[Task prompt]: Count the lines in the material below that contain the word "point", and give only the number.
** Start Data entries **
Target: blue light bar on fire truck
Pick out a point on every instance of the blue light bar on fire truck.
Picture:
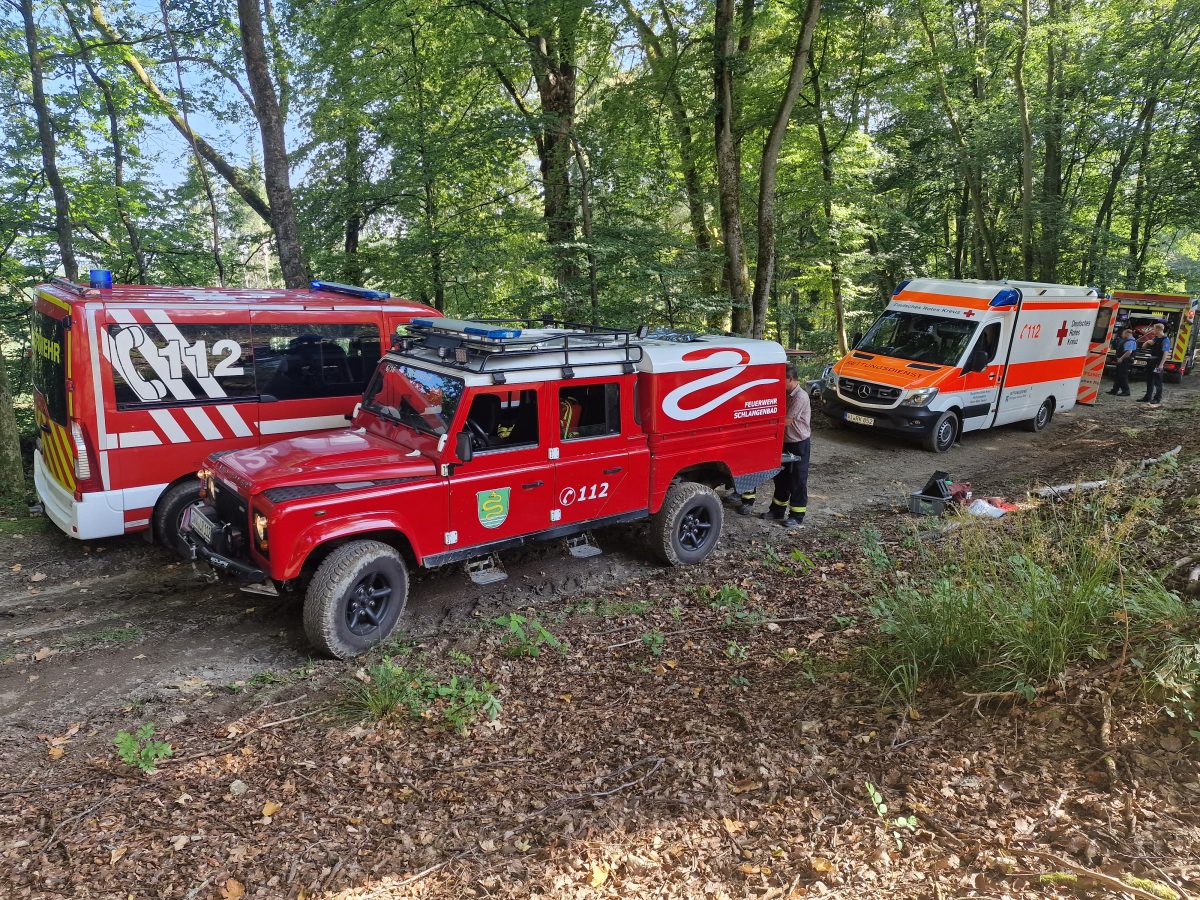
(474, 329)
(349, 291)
** End Data entries **
** Start Data entries **
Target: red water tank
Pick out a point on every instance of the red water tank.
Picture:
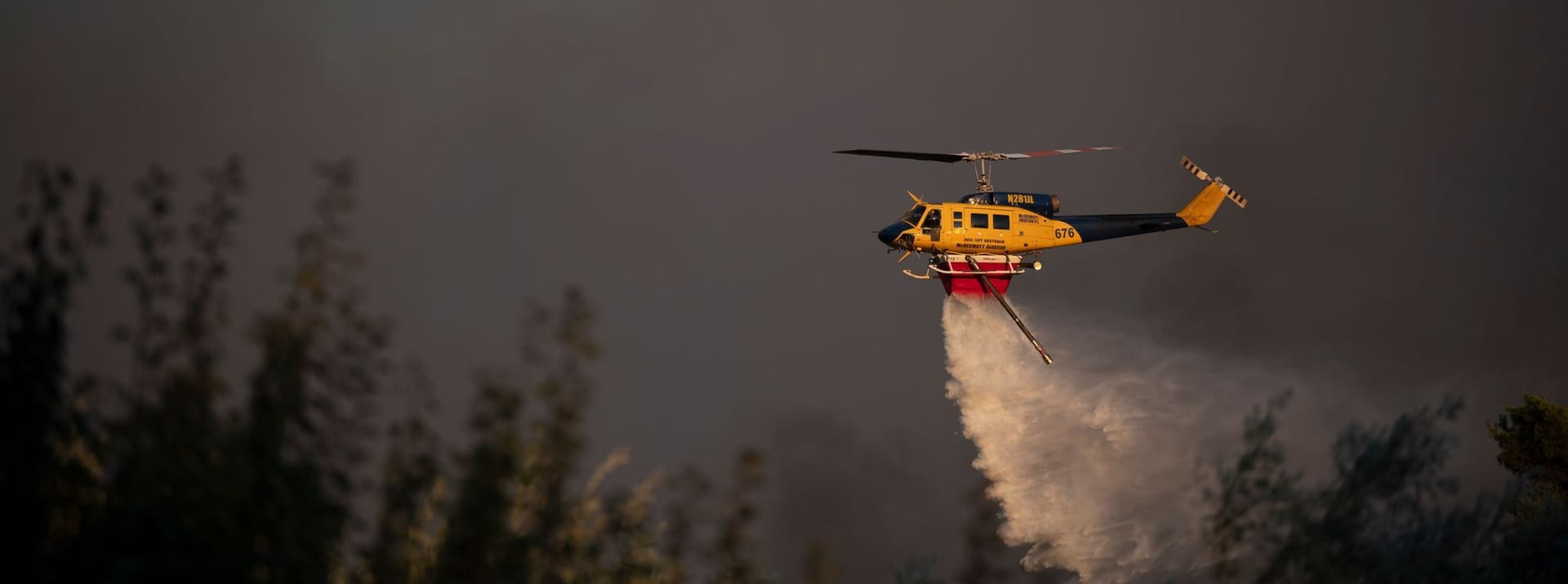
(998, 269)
** End Data entries **
[Exercise solution]: 2